▶ [SOAL LATIHAN]
**a)** Jawab pertanyaan berikut berdasarkan teks tentang Pilkada Serentak 2018.
(i) Pada hari dan tanggal berapa Pilkada Serentak 2018 digelar?
(ii) Berapa pasangan calon bupati-wakil bupati yang akan dipilih?
(iii) Berapa jumlah orang yang terdaftar dalam daftar pemilih tetap (DPT)?
**b)** Lanjutkan teks tentang Pilkada Serentak 2018 mulai dari kalimat setelah kalimat terakhirnya.

▶ [TEKS YANG DIBERIKAN]

^^^^^^^^^^^^^^^^

NASIB rakyat di 171 daerah selama lima tahun ke depan akan ditentukan pada Rabu (27/6/2018), saat digelarnya pemilihan kepala daerah (Pilkada) Serentak 2018.
Pemegang hak pilih diharapkan jernih menggunakan hak pilihnya untuk memilih calon pemimpin terbaik. Anda jangan apatis!
Pilkada Serentak 2018 merupakan pilkada serentak ketiga setelah Pilkada 2015 dan 2017.
Kali ini, Pilkada Serentak akan memilih 17 calon gubernur-wakil gubernur, 115 calon bupati-wakil bupati dan 39 calon wali kota-wakil wali kota yang sudah habis dan akan habis masa jabatannya pada 2018.
Sebanyak 152.066.686 orang terdaftar dalam daftar pemilih tetap (DPT) untuk pilkada di 171 daerah tersebut. Apakah Anda sudah masuk dalam DPT?
Komisioner Komisi Pemilihan Umum (KPU) KPU Hasyim Asyari berharap, seluruh warga yang merasa berhak memilih agar memeriksa apakah sudah terdaftar dalam DPT atau belum.

^^^^^^^^^^^^^^^^

▶ [ENTRI DATA]
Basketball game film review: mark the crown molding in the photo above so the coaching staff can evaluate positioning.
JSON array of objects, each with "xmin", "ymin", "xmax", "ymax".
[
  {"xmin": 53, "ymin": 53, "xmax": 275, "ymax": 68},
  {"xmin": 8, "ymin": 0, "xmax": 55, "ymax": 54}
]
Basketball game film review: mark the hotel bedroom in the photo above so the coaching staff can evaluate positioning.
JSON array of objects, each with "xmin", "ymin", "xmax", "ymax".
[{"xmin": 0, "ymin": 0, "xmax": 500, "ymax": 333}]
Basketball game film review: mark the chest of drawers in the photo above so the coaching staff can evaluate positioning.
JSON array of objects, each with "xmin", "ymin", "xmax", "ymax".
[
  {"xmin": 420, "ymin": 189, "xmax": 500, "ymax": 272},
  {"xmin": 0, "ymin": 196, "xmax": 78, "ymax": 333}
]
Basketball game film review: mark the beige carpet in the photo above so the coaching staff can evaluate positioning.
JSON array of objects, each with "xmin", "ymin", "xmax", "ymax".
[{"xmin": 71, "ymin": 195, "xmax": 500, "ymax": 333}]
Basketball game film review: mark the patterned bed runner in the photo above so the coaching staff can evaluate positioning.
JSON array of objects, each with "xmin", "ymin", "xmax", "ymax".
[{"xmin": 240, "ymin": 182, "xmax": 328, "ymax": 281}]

^^^^^^^^^^^^^^^^

▶ [JAWABAN YANG DIHARAPKAN]
**a)**
(i) Rabu, 27 Juni 2018.
(ii) 115 pasangan calon bupati-wakil bupati.
(iii) 152.066.686 orang.

**b)**
Jika ada yang belum terdaftar, ia menyarankan segera menghubungi kantor KPU terdekat atau kantor panitia pemungutan suara (PPS) di tingkat desa atau kelurahan.
"Supaya bisa diakomodir sesegera mungkin, paling tidak H-3 sebelum pemungutan suara," ujar Hasyim.
"Nantinya pemilih tersebut bisa dimasukkan ke daftar pemilih tambahan. Bisa menggunakan hak suaranya pada satu jam terakhir pemungutan suara," tambah dia.
Demikian juga untuk para pemilih yang ingin menggunakan hak pilihnya di tempat lain atau di luar TPS yang terdaftar.
"Kalau pilkadanya tingkat kabupaten, pindahnya hanya bisa tingkat desa atau kelurahan, atau antarkecamatan, kalau antarkabupaten tidak bisa. Kalau pemilihannya gubernur bisa pindah kabupaten/kota sepanjang masih dalam ruang lingkup se-provinsi," jelas dia.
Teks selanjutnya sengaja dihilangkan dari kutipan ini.